Die Aufgabe:
Schreiben Sie aus der Rezension zu Brandts Roman „Blackbird“ den Abschnitt von „Rezension von Dr.“ bis „70-er Jahre katapultiert.“ wortgetreu ab.

Vorliegender Text:

────────

Rezension von Dr. Aide Rehbaum

Matthias Brandt: Blackbird

Schreibende Schauspieler liegen auf der Buchmesse im Trend. Der zweite Roman von Brandt besticht durch die überzeugende Sprache. Durchgängig schnodderig berichtet hier ein 15-Jähriger aus seinem Alltag. Meilenweit entfernt von CDs, Internet und Handy sind wir in die 70-er Jahre katapultiert.

Die Familienkultur ist geprägt durch Sprachlosigkeit, Kinder werden bei Scheidung vor vollendete Tatsachen gestellt, nichts wird diskutiert, nichts erklärt oder hinterfragt. Die Generationen leben in Parallelwelten. Gefühlsbetonte Sachverhalte sind den Erwachsenen vor den Heranwachsenden anscheinend genauso peinlich wie andersrum und man hält sie besser unter der Decke. Kinder mit dem Tod zu belasten ist tabu. So ist Motte weitgehend auf sich allein gestellt und seinen unerklärlichen Emotionen ausgeliefert, als sein bester Freund Bogo an Krebs erkrankt und monatelang im Krankenhaus liegt. Bogo fehlt ihm in der Phase seiner ersten Verliebtheiten, bei Krankenbesuchen ist Entfremdung zu merken. Sehr berührend der gemeinsame Plattenkauf, als Bogo kurz zuhause ist und geheilt zu sein scheint. Das Dilemma zwischen Selbstbeobachtung und hilflosen Reaktionen ist mit feiner Dosierung an Gefühl treffend dargestellt.

────────

Datenauszüge:
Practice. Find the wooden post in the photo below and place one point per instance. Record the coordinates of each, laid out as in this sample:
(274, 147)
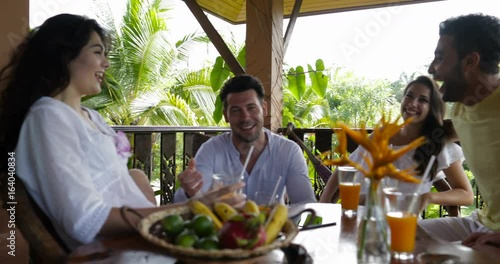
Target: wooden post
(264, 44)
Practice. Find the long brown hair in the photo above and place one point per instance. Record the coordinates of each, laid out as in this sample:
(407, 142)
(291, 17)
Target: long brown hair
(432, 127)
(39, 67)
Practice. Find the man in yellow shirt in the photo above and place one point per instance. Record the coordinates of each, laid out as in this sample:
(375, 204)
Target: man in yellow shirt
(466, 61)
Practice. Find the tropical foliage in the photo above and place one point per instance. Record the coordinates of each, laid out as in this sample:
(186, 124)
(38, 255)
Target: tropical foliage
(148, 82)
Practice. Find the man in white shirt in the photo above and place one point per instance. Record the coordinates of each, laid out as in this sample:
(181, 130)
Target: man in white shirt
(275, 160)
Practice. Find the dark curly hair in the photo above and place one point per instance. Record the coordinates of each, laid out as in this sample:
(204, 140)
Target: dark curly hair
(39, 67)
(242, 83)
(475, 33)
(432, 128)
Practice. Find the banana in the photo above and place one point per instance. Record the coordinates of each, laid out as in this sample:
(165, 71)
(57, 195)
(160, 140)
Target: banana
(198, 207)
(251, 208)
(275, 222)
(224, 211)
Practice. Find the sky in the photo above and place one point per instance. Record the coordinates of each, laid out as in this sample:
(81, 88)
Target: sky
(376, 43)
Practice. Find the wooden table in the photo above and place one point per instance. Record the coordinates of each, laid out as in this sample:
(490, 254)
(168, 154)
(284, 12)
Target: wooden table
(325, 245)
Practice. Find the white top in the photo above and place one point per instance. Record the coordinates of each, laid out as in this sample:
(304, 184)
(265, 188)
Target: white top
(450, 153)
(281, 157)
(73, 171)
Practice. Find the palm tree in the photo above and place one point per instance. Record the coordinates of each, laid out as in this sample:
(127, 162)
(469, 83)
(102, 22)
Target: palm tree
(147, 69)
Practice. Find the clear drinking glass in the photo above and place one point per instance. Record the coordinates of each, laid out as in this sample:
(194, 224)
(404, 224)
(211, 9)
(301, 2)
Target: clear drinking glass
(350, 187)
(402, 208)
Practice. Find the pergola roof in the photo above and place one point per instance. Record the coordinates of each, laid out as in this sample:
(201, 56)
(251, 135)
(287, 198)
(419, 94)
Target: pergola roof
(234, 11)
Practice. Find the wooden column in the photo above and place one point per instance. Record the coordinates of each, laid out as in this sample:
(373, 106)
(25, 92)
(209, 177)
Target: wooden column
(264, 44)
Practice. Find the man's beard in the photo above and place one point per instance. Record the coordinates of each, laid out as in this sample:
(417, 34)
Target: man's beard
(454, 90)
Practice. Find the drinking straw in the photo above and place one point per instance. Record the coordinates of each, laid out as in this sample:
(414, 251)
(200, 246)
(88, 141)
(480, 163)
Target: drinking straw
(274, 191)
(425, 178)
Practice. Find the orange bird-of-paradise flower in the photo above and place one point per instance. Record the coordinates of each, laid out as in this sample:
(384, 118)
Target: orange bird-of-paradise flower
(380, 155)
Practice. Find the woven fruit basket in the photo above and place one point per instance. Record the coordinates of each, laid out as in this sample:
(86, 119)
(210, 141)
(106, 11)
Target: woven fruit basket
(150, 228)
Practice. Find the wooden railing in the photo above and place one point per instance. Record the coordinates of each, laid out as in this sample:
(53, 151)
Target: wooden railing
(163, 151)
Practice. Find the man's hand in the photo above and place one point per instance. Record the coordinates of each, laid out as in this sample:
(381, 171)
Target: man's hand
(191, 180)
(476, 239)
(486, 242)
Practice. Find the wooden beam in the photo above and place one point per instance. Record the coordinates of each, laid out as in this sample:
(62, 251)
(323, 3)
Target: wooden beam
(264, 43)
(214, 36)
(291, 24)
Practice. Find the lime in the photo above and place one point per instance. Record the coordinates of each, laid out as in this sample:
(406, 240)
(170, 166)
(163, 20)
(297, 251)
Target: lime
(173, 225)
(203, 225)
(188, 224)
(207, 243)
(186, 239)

────────

Lösung:
Rezension von Dr. Aide Rehbaum

Matthias Brandt: Blackbird

Schreibende Schauspieler liegen auf der Buchmesse im Trend. Der zweite Roman von Brandt besticht durch die überzeugende Sprache. Durchgängig schnodderig berichtet hier ein 15-Jähriger aus seinem Alltag. Meilenweit entfernt von CDs, Internet und Handy sind wir in die 70-er Jahre katapultiert.